INPUT RECORDS:
<<<<

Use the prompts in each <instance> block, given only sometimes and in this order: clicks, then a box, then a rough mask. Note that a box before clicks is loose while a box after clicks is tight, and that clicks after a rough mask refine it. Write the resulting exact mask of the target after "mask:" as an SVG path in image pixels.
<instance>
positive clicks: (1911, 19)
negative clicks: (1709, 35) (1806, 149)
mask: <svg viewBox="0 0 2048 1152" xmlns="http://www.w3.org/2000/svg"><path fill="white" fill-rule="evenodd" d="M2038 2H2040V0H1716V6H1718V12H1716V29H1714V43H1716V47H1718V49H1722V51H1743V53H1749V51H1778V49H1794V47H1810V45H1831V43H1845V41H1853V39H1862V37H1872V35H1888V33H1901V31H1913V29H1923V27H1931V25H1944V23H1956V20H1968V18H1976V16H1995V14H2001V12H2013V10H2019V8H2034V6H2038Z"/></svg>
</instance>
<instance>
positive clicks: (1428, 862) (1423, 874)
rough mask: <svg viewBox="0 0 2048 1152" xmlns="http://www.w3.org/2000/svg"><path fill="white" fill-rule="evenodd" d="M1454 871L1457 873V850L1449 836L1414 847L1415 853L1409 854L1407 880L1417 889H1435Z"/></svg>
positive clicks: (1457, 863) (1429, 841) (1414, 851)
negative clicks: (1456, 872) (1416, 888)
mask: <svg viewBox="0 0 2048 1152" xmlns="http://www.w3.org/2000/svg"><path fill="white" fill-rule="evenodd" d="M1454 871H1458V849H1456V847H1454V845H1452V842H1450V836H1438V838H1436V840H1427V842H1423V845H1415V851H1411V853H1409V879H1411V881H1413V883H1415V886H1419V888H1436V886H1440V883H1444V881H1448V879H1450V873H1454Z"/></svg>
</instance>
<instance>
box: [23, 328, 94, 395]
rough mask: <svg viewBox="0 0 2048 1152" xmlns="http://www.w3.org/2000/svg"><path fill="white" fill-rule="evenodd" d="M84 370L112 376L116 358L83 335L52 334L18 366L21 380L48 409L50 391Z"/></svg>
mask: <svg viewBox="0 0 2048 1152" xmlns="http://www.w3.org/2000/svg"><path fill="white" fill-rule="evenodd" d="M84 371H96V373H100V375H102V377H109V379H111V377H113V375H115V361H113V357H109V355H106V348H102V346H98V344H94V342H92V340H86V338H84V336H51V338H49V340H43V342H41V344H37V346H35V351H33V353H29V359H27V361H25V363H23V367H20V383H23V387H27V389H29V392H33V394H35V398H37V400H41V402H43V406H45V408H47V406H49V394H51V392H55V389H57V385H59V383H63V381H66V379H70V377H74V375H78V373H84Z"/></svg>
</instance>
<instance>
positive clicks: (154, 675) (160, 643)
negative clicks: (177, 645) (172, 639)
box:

>>>>

THE TASK:
Copy the material from the line with "negative clicks: (1456, 872) (1416, 888)" through the end, swapping "rough mask" for "coarse mask" and leaving everything else the same.

THE COMPLETED TASK:
negative clicks: (1456, 872) (1416, 888)
mask: <svg viewBox="0 0 2048 1152" xmlns="http://www.w3.org/2000/svg"><path fill="white" fill-rule="evenodd" d="M1454 871H1458V849H1456V847H1454V845H1452V842H1450V836H1438V838H1436V840H1427V842H1423V845H1415V851H1411V853H1409V879H1411V881H1413V883H1415V886H1419V888H1436V886H1440V883H1444V881H1448V879H1450V873H1454Z"/></svg>
</instance>
<instance>
box: [23, 328, 94, 395]
coarse mask: <svg viewBox="0 0 2048 1152" xmlns="http://www.w3.org/2000/svg"><path fill="white" fill-rule="evenodd" d="M84 370L112 376L116 358L83 335L52 334L18 366L21 380L48 409L50 391Z"/></svg>
mask: <svg viewBox="0 0 2048 1152" xmlns="http://www.w3.org/2000/svg"><path fill="white" fill-rule="evenodd" d="M84 371H96V373H100V375H102V377H109V379H111V377H113V375H115V361H113V357H109V355H106V348H102V346H98V344H94V342H92V340H86V338H84V336H51V338H49V340H43V342H41V344H37V346H35V351H33V353H29V359H27V361H25V363H23V367H20V383H23V387H27V389H29V392H33V394H35V398H37V400H41V402H43V406H45V408H47V406H49V394H51V392H55V389H57V385H59V383H63V381H66V379H70V377H74V375H78V373H84Z"/></svg>
</instance>
<instance>
positive clicks: (154, 675) (160, 643)
negative clicks: (177, 645) (172, 639)
box:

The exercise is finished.